Exactly reproduce the line that contains "Target: gray stone slab" and all lines after it in the entries below, through the very last line.

Data entries
================================

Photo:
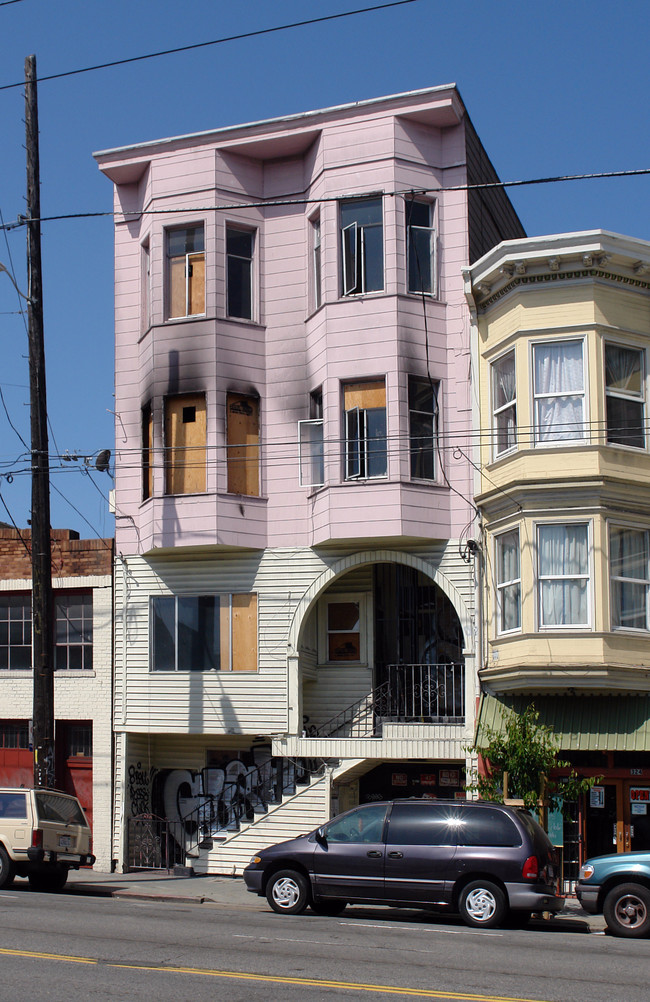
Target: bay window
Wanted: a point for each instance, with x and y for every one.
(625, 396)
(563, 574)
(509, 584)
(629, 555)
(559, 392)
(504, 404)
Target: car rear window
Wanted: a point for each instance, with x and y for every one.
(487, 827)
(53, 807)
(13, 806)
(423, 825)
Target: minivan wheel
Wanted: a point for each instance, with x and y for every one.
(482, 904)
(7, 871)
(627, 911)
(287, 892)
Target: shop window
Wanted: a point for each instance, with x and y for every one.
(421, 246)
(311, 460)
(242, 434)
(362, 234)
(73, 631)
(203, 633)
(185, 441)
(504, 405)
(423, 415)
(365, 430)
(186, 272)
(15, 631)
(559, 392)
(238, 253)
(625, 396)
(563, 574)
(629, 554)
(509, 584)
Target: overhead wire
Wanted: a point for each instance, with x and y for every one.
(215, 41)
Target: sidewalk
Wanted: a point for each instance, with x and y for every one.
(158, 885)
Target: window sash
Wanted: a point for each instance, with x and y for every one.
(559, 392)
(310, 453)
(630, 577)
(625, 395)
(509, 597)
(563, 575)
(203, 632)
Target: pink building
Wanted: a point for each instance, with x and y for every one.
(294, 589)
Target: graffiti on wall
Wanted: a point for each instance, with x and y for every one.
(139, 789)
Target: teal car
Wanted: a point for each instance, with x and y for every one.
(618, 887)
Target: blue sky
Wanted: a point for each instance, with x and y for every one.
(554, 88)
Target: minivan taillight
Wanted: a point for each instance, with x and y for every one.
(531, 869)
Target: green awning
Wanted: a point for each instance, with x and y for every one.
(582, 722)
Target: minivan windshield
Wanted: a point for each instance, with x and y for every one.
(55, 807)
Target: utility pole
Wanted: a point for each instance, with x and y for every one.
(42, 610)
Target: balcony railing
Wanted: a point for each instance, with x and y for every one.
(412, 693)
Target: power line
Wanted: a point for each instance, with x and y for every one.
(214, 41)
(278, 202)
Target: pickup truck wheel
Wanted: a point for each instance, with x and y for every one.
(483, 904)
(287, 892)
(7, 872)
(51, 880)
(627, 910)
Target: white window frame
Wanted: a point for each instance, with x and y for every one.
(588, 577)
(433, 243)
(502, 587)
(253, 232)
(353, 249)
(365, 637)
(614, 394)
(315, 237)
(498, 411)
(310, 453)
(538, 397)
(627, 579)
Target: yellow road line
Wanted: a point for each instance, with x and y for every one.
(427, 993)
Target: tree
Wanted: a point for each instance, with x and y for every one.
(520, 759)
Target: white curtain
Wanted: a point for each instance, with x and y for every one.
(564, 575)
(504, 391)
(629, 559)
(559, 392)
(510, 592)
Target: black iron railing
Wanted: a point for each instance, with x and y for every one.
(428, 693)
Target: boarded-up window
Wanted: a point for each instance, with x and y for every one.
(186, 268)
(365, 430)
(185, 438)
(147, 451)
(242, 431)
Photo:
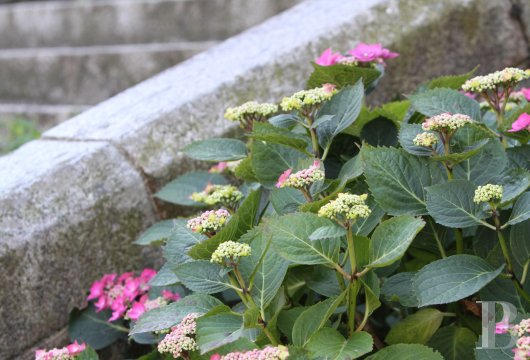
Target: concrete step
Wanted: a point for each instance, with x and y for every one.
(107, 22)
(84, 75)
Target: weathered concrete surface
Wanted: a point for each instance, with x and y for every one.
(272, 60)
(109, 22)
(68, 213)
(86, 75)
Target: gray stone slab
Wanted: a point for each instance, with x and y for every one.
(272, 60)
(69, 212)
(87, 75)
(108, 22)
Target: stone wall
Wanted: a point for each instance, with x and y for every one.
(73, 202)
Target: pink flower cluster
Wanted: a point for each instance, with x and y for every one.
(126, 295)
(363, 53)
(522, 123)
(267, 353)
(67, 353)
(181, 338)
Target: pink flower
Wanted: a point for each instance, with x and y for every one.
(168, 295)
(371, 52)
(283, 178)
(328, 58)
(522, 123)
(76, 348)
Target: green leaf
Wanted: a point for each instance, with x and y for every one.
(341, 75)
(453, 278)
(218, 329)
(392, 238)
(416, 328)
(406, 352)
(397, 191)
(454, 343)
(521, 209)
(203, 277)
(216, 150)
(313, 319)
(451, 204)
(170, 315)
(93, 328)
(437, 101)
(277, 135)
(328, 343)
(241, 222)
(345, 106)
(179, 190)
(269, 161)
(290, 238)
(158, 232)
(400, 288)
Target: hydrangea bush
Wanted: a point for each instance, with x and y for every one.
(335, 230)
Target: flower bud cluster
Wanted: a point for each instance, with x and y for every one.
(426, 139)
(503, 78)
(230, 252)
(445, 122)
(218, 194)
(209, 222)
(181, 338)
(346, 206)
(308, 98)
(268, 353)
(67, 353)
(251, 111)
(301, 179)
(487, 193)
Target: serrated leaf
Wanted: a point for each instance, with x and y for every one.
(313, 319)
(216, 150)
(391, 239)
(328, 343)
(521, 209)
(178, 191)
(416, 328)
(453, 278)
(290, 238)
(396, 191)
(451, 204)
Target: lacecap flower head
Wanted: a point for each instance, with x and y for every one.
(508, 77)
(426, 139)
(301, 179)
(446, 122)
(487, 193)
(209, 222)
(218, 194)
(308, 98)
(230, 252)
(346, 207)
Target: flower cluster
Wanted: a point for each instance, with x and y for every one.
(503, 78)
(181, 339)
(209, 222)
(487, 193)
(230, 251)
(67, 353)
(120, 293)
(522, 123)
(308, 98)
(346, 206)
(362, 53)
(446, 122)
(268, 353)
(425, 139)
(218, 194)
(301, 179)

================================

● EXPECTED ANSWER:
Target: gray stone slab
Wanted: a point for each instance, with x and y for every one.
(272, 60)
(69, 212)
(87, 75)
(108, 22)
Target: stone wall
Wanted: a point for each instance, with x and y for every one.
(73, 202)
Target: pink flower cluster
Wanted: a point for each instance, with x and y for every one.
(126, 295)
(363, 53)
(522, 123)
(267, 353)
(67, 353)
(181, 338)
Target: pink flower
Wanted: a point for each instance, with x and y for every one.
(168, 295)
(371, 52)
(283, 178)
(328, 58)
(522, 123)
(76, 348)
Target: green leaf
Wanted: a point for each instance, with x and y for every one.
(341, 75)
(453, 278)
(218, 329)
(392, 238)
(416, 328)
(406, 352)
(397, 191)
(454, 343)
(521, 209)
(203, 277)
(216, 150)
(313, 319)
(451, 204)
(170, 315)
(93, 328)
(437, 101)
(277, 135)
(328, 343)
(241, 222)
(345, 106)
(179, 190)
(269, 161)
(290, 238)
(158, 232)
(400, 288)
Target: hydrangea bush
Wanted: a point for each instance, with x and y for every one.
(335, 230)
Target: flower bud cluster
Wanted: a point for each instance, with x and y for every one.
(426, 139)
(503, 78)
(230, 252)
(445, 122)
(218, 194)
(209, 222)
(181, 338)
(346, 206)
(308, 98)
(268, 353)
(67, 353)
(251, 111)
(301, 179)
(487, 193)
Target: serrated leaf
Wanted: a point for each instance, with x and y for every one.
(313, 319)
(216, 150)
(391, 239)
(328, 343)
(521, 209)
(178, 191)
(416, 328)
(453, 278)
(290, 238)
(396, 191)
(451, 204)
Target: lacecap flower head
Wanted: a point for each instance, with x and y for every one.
(508, 77)
(426, 139)
(301, 179)
(446, 122)
(487, 193)
(209, 222)
(218, 194)
(308, 98)
(230, 252)
(346, 207)
Target: flower cluster
Wanted: a point for each instance, with x and y for every one.
(503, 78)
(181, 339)
(209, 222)
(487, 193)
(230, 251)
(67, 353)
(120, 293)
(522, 123)
(308, 98)
(346, 206)
(362, 53)
(446, 122)
(268, 353)
(425, 139)
(218, 194)
(301, 179)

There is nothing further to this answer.